--- Records supplied Enclosed Below ---

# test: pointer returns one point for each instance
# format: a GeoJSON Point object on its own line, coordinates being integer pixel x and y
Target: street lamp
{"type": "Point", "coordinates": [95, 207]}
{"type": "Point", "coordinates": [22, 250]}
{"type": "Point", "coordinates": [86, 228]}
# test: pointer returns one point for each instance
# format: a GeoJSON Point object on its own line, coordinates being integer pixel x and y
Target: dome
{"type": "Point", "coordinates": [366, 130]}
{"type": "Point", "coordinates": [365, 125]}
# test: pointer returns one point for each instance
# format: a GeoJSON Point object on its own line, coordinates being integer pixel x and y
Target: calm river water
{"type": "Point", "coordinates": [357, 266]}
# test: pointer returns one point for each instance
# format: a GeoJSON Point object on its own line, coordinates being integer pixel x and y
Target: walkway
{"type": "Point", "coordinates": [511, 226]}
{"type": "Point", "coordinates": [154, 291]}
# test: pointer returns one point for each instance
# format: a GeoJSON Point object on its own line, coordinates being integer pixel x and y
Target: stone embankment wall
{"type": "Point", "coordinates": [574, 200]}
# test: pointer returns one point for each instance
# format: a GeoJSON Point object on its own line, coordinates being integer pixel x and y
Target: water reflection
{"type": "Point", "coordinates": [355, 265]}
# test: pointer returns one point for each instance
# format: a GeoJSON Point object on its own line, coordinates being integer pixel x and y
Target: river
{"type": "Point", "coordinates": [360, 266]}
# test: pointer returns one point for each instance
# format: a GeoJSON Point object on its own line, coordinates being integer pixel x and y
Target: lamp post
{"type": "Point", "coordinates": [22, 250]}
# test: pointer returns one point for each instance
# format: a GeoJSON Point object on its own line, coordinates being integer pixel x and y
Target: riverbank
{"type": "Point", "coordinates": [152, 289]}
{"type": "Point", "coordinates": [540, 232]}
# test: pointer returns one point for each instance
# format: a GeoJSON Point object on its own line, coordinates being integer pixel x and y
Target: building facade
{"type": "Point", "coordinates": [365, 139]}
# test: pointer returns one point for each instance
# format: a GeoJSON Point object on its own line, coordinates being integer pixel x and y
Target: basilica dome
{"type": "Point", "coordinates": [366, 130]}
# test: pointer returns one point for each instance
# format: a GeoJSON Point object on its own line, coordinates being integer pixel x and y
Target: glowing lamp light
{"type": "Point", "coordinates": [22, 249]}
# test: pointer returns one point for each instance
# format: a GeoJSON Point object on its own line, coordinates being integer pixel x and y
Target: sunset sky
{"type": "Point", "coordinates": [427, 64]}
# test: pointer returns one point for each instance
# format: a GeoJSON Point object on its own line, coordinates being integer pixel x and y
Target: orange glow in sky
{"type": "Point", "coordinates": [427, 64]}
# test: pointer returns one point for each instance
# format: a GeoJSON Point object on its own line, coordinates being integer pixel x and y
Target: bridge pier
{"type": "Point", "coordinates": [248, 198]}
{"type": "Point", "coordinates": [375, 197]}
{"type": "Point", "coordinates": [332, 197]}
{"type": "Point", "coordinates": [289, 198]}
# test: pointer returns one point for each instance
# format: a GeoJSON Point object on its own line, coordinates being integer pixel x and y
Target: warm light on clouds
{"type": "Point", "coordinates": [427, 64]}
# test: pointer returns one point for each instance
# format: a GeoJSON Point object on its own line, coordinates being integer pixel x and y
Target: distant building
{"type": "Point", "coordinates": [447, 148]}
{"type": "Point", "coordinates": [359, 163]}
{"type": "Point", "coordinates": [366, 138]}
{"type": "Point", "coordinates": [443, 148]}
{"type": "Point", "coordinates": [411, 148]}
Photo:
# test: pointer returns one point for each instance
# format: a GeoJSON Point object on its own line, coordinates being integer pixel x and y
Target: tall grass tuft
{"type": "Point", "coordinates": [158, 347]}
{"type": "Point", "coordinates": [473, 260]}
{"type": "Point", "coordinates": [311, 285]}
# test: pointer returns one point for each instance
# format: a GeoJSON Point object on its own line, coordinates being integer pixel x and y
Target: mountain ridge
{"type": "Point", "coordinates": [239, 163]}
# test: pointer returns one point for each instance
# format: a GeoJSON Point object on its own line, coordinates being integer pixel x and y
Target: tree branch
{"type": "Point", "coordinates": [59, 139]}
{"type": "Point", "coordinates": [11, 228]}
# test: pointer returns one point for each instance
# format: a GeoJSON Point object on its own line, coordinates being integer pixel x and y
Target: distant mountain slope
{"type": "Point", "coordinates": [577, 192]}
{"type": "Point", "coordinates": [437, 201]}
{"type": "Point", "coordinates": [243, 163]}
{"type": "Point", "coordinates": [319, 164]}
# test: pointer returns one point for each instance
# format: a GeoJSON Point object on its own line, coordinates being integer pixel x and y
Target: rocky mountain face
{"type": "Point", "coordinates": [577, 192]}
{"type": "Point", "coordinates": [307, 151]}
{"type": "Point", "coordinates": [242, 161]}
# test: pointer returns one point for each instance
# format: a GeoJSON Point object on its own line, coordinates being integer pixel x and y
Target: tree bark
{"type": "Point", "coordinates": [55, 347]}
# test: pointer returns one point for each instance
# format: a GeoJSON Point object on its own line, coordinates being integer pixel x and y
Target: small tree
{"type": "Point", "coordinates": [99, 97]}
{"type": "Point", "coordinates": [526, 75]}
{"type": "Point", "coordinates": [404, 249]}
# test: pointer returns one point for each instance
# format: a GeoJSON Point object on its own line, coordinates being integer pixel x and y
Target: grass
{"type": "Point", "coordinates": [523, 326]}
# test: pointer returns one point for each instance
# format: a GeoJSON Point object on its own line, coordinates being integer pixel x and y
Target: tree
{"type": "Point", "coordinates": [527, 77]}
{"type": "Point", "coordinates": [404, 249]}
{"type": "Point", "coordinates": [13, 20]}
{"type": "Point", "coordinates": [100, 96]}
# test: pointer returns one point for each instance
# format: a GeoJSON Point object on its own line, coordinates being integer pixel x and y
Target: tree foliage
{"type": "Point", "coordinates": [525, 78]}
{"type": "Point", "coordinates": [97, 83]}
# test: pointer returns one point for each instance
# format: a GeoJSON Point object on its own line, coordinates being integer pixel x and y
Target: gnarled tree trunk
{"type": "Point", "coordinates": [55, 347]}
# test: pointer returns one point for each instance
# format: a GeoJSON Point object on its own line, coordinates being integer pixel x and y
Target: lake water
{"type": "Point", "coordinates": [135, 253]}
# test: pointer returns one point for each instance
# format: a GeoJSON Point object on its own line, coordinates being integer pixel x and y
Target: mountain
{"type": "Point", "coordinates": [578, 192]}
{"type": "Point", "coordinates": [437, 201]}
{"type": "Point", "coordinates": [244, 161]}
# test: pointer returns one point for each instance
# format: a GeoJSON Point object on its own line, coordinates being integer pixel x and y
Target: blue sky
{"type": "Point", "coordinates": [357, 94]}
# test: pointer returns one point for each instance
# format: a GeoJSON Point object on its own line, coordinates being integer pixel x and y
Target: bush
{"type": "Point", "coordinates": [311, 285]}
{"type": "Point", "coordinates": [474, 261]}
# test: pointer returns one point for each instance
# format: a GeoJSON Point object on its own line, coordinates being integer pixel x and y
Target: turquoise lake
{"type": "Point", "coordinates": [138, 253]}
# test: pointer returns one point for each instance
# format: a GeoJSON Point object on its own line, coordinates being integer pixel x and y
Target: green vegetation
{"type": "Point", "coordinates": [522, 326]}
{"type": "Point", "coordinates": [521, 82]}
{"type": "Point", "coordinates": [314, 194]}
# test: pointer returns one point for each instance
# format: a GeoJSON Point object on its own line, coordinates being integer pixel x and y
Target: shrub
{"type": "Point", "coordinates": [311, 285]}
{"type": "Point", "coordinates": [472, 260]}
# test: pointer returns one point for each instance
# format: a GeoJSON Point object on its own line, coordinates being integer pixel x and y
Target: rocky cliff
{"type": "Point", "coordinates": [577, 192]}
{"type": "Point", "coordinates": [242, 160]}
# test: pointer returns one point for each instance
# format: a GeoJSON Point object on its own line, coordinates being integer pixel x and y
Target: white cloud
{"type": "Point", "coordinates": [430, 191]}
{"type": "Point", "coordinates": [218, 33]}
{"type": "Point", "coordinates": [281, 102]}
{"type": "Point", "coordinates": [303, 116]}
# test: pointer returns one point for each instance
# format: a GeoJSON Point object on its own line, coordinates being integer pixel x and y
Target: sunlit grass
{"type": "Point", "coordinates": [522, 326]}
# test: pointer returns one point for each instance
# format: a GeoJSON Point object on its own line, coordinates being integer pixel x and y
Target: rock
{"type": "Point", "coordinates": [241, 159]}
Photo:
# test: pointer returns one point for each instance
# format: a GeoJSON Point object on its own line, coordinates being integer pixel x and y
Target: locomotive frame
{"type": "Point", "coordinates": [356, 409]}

--- End of Enclosed Records supplied ---

• _How to complete this task_:
Write out only what runs from the line holding "Target: rocky cliff" through the last line of the records, exactly as shown.

• _Output below_:
Target: rocky cliff
{"type": "Point", "coordinates": [577, 192]}
{"type": "Point", "coordinates": [242, 160]}
# test: pointer returns one point for each instance
# format: a GeoJSON Point object on its own line, coordinates being integer pixel x and y
Target: white cloud
{"type": "Point", "coordinates": [430, 191]}
{"type": "Point", "coordinates": [218, 33]}
{"type": "Point", "coordinates": [281, 102]}
{"type": "Point", "coordinates": [303, 116]}
# test: pointer returns one point for each instance
# format: a GeoJSON Point object on its own line, coordinates being integer pixel x and y
Target: sunlit grass
{"type": "Point", "coordinates": [522, 326]}
# test: pointer returns one point for each instance
# format: a GeoJSON Point object on its own line, coordinates being integer pixel x and y
Target: rock
{"type": "Point", "coordinates": [241, 159]}
Photo:
# test: pointer returns one point for each instance
# format: a GeoJSON Point object on its own line, coordinates being integer pixel x and y
Target: locomotive frame
{"type": "Point", "coordinates": [356, 409]}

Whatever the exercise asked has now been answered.